>> Begin PAGE TEXT
User defined functions: data qualifier

I was wondering whether adding/omitting the data qualifier in UDFs changes the (performance of the) generated c++ code?

The documentation says:

Declaring an argument data only allows type inference to proceed in the body of the function so that, for example, the variable may be used as a data-only argument to a built-in function.

But, once the Stan model is written and compiles, the type of all parameters is known, isn’t it? Does omitting the data qualifier then (potentially) cost performance?

Yep, the data qualifier determines whether the parameter is transpiled to a double or a var<double>, which then determines whether gradients need to be calculated during the function call. So a data real will be more performant than a real if you don’t need the gradients

1 Like

I don’t think the data qualifier makes a difference to performance.
>> End PAGE TEXT
# SET PROBLEM
Can you copy, word for word, the part of the Stan data-qualifier thread that begins at "User defined functions: data" and stops after "a built-in function."?
>> Begin PROVIDED INFORMATION
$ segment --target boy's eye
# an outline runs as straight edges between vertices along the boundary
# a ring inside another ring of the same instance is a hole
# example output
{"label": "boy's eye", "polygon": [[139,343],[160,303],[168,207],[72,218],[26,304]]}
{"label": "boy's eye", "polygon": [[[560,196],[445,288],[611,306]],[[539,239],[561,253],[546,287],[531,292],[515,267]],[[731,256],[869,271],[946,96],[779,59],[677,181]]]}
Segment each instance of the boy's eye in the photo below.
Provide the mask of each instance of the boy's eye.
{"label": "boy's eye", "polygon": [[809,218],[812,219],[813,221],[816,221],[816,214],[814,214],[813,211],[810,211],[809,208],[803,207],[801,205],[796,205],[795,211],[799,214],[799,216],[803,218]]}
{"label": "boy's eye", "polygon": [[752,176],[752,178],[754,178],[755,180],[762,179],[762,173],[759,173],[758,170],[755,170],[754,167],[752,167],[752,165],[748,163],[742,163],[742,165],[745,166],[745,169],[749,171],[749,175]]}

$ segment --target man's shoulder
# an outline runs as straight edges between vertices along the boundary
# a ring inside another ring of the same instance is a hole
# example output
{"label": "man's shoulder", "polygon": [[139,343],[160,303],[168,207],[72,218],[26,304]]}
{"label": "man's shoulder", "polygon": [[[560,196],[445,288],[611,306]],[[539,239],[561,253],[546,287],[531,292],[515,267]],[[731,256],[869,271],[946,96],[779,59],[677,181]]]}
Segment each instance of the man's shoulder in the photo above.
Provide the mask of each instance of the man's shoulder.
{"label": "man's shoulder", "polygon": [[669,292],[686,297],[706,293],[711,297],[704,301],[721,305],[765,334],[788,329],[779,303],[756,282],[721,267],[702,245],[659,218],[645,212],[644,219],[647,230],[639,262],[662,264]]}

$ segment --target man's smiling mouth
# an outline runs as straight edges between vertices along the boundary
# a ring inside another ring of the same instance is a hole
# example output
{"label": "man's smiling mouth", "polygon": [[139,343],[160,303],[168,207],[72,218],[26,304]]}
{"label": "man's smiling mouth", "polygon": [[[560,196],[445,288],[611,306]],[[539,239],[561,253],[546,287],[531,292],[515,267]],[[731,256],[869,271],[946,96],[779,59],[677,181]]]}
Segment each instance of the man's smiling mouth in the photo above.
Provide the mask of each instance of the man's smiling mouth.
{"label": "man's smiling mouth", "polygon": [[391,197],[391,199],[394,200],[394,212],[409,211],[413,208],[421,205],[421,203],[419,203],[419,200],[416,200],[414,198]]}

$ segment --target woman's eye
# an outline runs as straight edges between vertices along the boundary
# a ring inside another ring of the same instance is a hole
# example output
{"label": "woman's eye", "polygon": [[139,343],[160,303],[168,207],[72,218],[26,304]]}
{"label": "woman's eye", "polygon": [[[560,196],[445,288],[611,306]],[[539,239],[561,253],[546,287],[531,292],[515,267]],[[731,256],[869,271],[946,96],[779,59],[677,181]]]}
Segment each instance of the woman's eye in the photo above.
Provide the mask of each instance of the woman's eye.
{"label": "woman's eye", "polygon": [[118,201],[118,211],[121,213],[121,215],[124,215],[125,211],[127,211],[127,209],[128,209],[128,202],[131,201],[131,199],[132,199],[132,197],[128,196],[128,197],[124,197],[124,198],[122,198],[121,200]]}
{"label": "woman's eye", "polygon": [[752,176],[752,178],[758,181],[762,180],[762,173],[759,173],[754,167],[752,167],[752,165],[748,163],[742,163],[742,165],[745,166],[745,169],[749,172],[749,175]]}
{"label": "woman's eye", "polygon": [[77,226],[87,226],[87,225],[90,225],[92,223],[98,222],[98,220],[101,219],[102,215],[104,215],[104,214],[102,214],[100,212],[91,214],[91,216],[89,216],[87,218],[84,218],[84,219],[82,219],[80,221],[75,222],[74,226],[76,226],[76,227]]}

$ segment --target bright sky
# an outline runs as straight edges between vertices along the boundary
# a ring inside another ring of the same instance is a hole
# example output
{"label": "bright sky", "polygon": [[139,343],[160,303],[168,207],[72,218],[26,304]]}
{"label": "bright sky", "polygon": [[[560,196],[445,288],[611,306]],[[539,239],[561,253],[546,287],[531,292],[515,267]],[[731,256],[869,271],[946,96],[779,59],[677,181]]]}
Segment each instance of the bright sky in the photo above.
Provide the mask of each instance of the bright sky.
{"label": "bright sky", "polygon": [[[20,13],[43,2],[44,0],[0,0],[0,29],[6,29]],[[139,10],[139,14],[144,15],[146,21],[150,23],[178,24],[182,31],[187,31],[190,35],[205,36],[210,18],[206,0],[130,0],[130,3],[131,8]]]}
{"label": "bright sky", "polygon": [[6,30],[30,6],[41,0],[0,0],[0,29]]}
>> End PROVIDED INFORMATION
# OUTPUT OF THE EXERCISE
User defined functions: data qualifier

I was wondering whether adding/omitting the data qualifier in UDFs changes the (performance of the) generated c++ code?

The documentation says:

Declaring an argument data only allows type inference to proceed in the body of the function so that, for example, the variable may be used as a data-only argument to a built-in function.